**Dataset extract**
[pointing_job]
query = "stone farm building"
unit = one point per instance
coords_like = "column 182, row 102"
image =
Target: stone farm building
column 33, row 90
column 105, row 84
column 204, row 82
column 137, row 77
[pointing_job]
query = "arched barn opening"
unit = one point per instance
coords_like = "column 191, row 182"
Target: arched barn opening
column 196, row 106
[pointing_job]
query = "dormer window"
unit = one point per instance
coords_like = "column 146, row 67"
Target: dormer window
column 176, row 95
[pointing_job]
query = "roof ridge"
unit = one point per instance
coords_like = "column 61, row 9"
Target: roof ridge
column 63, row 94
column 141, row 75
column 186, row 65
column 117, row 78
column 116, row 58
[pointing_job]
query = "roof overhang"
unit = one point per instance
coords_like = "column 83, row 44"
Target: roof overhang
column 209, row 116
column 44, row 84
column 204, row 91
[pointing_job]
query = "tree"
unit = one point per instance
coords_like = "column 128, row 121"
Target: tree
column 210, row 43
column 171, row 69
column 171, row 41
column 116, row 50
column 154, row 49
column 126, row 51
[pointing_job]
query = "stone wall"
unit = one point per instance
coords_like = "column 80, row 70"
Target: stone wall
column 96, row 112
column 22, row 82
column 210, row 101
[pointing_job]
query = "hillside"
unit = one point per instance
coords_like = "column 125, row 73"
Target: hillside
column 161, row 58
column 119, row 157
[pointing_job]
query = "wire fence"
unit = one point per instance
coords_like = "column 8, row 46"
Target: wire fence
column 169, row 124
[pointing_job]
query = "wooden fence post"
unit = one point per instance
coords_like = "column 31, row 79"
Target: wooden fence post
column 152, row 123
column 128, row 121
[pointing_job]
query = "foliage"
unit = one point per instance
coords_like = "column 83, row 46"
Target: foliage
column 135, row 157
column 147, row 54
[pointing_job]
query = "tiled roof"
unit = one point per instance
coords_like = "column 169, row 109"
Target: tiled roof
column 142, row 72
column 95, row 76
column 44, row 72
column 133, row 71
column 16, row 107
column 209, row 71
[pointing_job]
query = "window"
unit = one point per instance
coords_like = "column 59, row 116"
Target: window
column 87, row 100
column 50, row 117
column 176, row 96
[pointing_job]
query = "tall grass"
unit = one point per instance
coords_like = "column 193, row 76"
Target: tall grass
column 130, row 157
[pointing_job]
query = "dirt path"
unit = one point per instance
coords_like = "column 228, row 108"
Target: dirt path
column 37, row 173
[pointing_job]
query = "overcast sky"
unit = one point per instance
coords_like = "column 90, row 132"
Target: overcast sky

**Instructions to follow**
Beginning with the first line and ending with the last, restate the data word for word.

**Task result**
[pointing_job]
query = "stone farm building"
unit = one point per instance
coords_like = "column 182, row 102"
image =
Target: stone farm building
column 33, row 90
column 105, row 84
column 204, row 82
column 137, row 77
[pointing_job]
query = "arched barn opening"
unit = one point per instance
coords_like = "column 191, row 182"
Target: arched barn opening
column 196, row 106
[pointing_job]
query = "dormer window"
unit = one point per instance
coords_like = "column 146, row 67"
Target: dormer window
column 176, row 95
[pointing_job]
query = "roof ridge"
unit = one point per instance
coords_like = "column 61, row 9"
Target: roof ridge
column 63, row 94
column 141, row 75
column 186, row 65
column 117, row 78
column 116, row 58
[pointing_job]
query = "roof overhang"
unit = one point per instance
coords_like = "column 83, row 44"
Target: roof overhang
column 209, row 116
column 44, row 84
column 204, row 91
[pointing_job]
query = "tree"
unit = one point per instance
coords_like = "column 128, row 121"
Target: tree
column 210, row 43
column 171, row 69
column 171, row 41
column 116, row 50
column 154, row 49
column 126, row 51
[pointing_job]
query = "stone wall"
unit = one point per instance
coords_like = "column 80, row 70"
Target: stone wall
column 96, row 112
column 22, row 82
column 210, row 101
[pointing_job]
query = "hillside"
unit = one point per instance
coords_like = "column 125, row 73"
Target: hillside
column 161, row 58
column 119, row 157
[pointing_job]
query = "wire fence"
unit = one point per instance
coords_like = "column 8, row 46"
Target: wire fence
column 169, row 124
[pointing_job]
query = "wooden fence post"
unit = one point per instance
coords_like = "column 31, row 79"
Target: wooden fence post
column 152, row 123
column 128, row 121
[pointing_job]
query = "foliage"
unit = one point per instance
coords_like = "column 83, row 46"
Target: foliage
column 135, row 157
column 147, row 54
[pointing_job]
query = "tiled roof"
unit = one point per instance
coords_like = "column 169, row 109"
Target: tiled roof
column 142, row 72
column 95, row 76
column 44, row 72
column 133, row 71
column 16, row 107
column 209, row 71
[pointing_job]
query = "window"
unit = one point per instance
coords_like = "column 59, row 116"
Target: window
column 87, row 100
column 50, row 117
column 176, row 96
[pointing_job]
query = "tall grass"
unit = one point per instance
coords_like = "column 193, row 76"
Target: tall grass
column 130, row 157
[pointing_job]
query = "dirt path"
unit = one point per instance
coords_like = "column 228, row 108"
Target: dirt path
column 37, row 173
[pointing_job]
query = "overcast sky"
unit = one point per instance
coords_like = "column 90, row 132"
Target: overcast sky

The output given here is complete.